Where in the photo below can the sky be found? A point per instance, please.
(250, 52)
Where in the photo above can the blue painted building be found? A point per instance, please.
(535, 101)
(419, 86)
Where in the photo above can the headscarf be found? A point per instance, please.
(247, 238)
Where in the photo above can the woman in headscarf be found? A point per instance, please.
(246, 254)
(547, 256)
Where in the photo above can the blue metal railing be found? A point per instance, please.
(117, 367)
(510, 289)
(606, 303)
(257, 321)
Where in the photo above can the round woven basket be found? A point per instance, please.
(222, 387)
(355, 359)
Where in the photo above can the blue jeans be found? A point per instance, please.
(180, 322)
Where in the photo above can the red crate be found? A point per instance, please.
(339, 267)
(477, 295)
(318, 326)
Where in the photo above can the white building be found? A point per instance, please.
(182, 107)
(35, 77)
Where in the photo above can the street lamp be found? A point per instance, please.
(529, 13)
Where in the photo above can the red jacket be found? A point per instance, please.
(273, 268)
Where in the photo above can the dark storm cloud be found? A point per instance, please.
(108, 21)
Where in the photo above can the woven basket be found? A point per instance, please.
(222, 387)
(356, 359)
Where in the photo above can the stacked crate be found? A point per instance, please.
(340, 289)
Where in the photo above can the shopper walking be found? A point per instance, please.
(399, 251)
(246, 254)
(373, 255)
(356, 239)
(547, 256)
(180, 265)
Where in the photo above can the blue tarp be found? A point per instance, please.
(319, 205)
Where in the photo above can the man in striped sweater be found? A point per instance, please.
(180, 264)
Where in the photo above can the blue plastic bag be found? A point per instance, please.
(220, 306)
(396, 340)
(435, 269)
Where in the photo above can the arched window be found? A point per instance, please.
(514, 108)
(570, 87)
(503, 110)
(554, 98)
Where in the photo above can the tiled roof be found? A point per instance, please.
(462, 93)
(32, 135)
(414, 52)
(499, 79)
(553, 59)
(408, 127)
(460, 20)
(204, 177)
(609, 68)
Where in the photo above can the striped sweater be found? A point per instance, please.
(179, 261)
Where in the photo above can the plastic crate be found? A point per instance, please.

**ACTIVITY**
Every line above should be output exactly as it stands.

**ANSWER BOX**
Where in the photo below can the sky be found? A point per instance, please.
(250, 52)
Where in the photo above can the blue painted building be found? A point per instance, please.
(535, 101)
(419, 86)
Where in the photo above can the headscarf be found? A point per instance, please.
(247, 238)
Where in the photo above can the woman in headscarf be found? A point per instance, please.
(246, 254)
(547, 256)
Where in the photo above can the blue metal railing be found? A point per instance, please.
(117, 367)
(510, 289)
(606, 303)
(257, 321)
Where in the photo above can the round woven basket be found? A point per instance, please.
(222, 387)
(355, 359)
Where in the photo above can the blue jeans be found? A point per instance, please.
(180, 322)
Where in the photo above can the red crate be found? A point per instance, please.
(339, 267)
(477, 295)
(318, 326)
Where in the photo above can the white building be found? A point per instance, please.
(182, 107)
(35, 77)
Where in the photo above can the street lamp be found? A point per instance, please.
(529, 13)
Where in the photo above can the red jacket be found? A point per instance, please.
(273, 268)
Where in the photo above can the dark storm cloud be found? A point per instance, please.
(108, 21)
Where in the photo above can the woven basket be found? A point per instance, please.
(222, 387)
(356, 359)
Where in the photo above can the stacked crate be found? A point per instance, please.
(340, 289)
Where in the photo above can the shopper walking be found? A point per instance, please.
(399, 251)
(246, 254)
(373, 255)
(356, 239)
(547, 256)
(180, 265)
Where in the photo above can the blue tarp be found? A point per instance, please.
(319, 205)
Where in the photo above can the man in striped sweater be found? A point per instance, please.
(180, 264)
Where in the photo above can the blue plastic bag be found? A point per instance, please.
(220, 306)
(396, 340)
(435, 269)
Where in the photo above can the arched window be found? A point per instance, please.
(514, 108)
(570, 87)
(503, 110)
(554, 98)
Where in the photo above can the tiled roof be found? A point per instance, please.
(462, 93)
(32, 135)
(414, 52)
(499, 79)
(553, 59)
(408, 127)
(460, 20)
(204, 177)
(609, 68)
Where in the photo above can the striped sweater be found? A point per instance, please.
(179, 261)
Where in the photo above can the plastic crate be found? A point per instance, please.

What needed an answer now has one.